◆ ПИСЬМЕННАЯ ЗАДАЧА: Извлеките из приведённых ниже записей все строки, где встречается слово «wall». Учитывайте регистр букв.
**** ИСХОДНЫЕ ДАННЫЕ ****
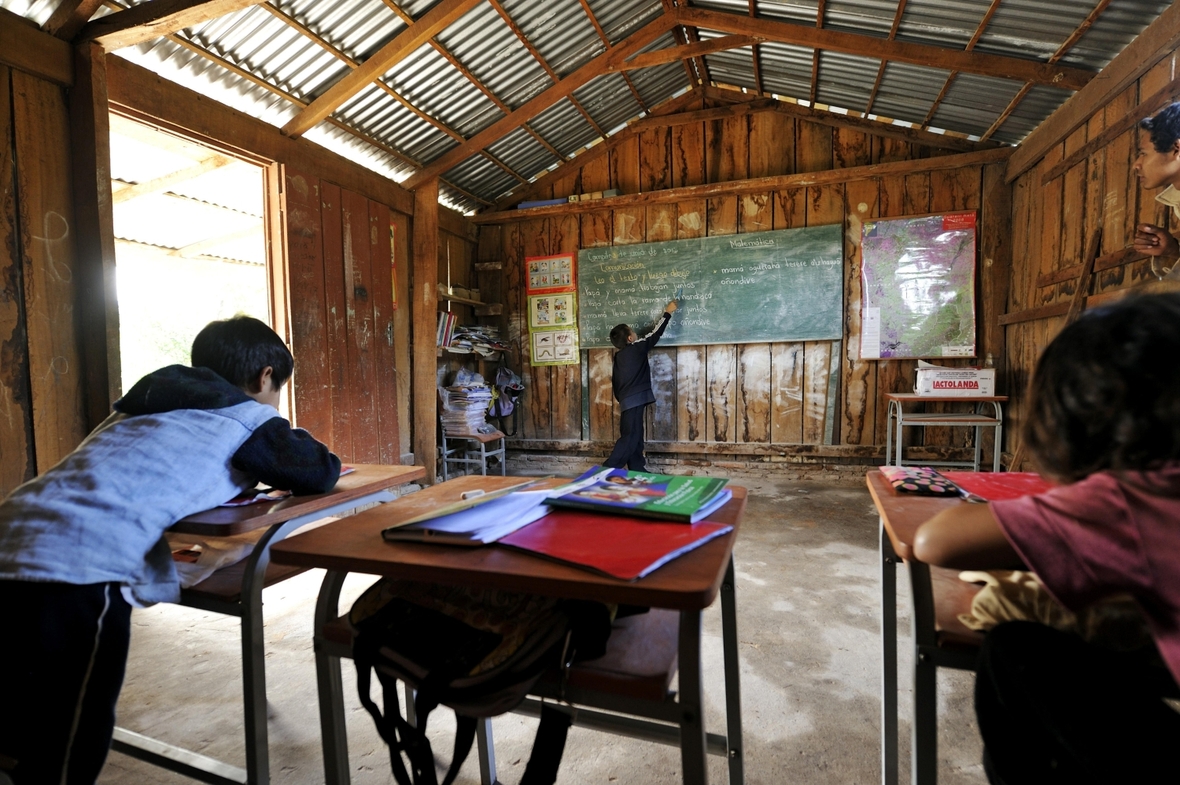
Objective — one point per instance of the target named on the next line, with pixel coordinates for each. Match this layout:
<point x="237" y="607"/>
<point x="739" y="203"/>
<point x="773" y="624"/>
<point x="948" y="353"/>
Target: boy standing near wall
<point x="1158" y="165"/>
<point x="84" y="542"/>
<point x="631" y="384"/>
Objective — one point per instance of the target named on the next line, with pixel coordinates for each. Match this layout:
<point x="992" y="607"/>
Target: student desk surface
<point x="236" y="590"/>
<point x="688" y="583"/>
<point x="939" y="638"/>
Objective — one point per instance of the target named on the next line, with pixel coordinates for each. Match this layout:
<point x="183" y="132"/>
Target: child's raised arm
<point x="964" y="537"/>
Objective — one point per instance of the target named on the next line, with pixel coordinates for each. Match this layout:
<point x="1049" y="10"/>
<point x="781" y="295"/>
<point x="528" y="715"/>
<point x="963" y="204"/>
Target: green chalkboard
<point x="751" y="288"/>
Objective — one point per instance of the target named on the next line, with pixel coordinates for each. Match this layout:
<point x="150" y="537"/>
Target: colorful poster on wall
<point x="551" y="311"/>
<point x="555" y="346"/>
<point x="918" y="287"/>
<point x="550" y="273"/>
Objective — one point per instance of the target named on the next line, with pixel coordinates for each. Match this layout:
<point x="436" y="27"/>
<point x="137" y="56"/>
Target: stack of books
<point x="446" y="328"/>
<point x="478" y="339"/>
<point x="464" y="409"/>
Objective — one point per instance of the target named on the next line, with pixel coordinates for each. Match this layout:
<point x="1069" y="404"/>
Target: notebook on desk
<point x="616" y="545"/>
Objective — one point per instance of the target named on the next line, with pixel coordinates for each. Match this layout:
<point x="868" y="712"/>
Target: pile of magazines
****
◆ РЕШЁННОЕ УПРАЖНЕНИЕ:
Target: boy standing near wall
Target: colorful poster on wall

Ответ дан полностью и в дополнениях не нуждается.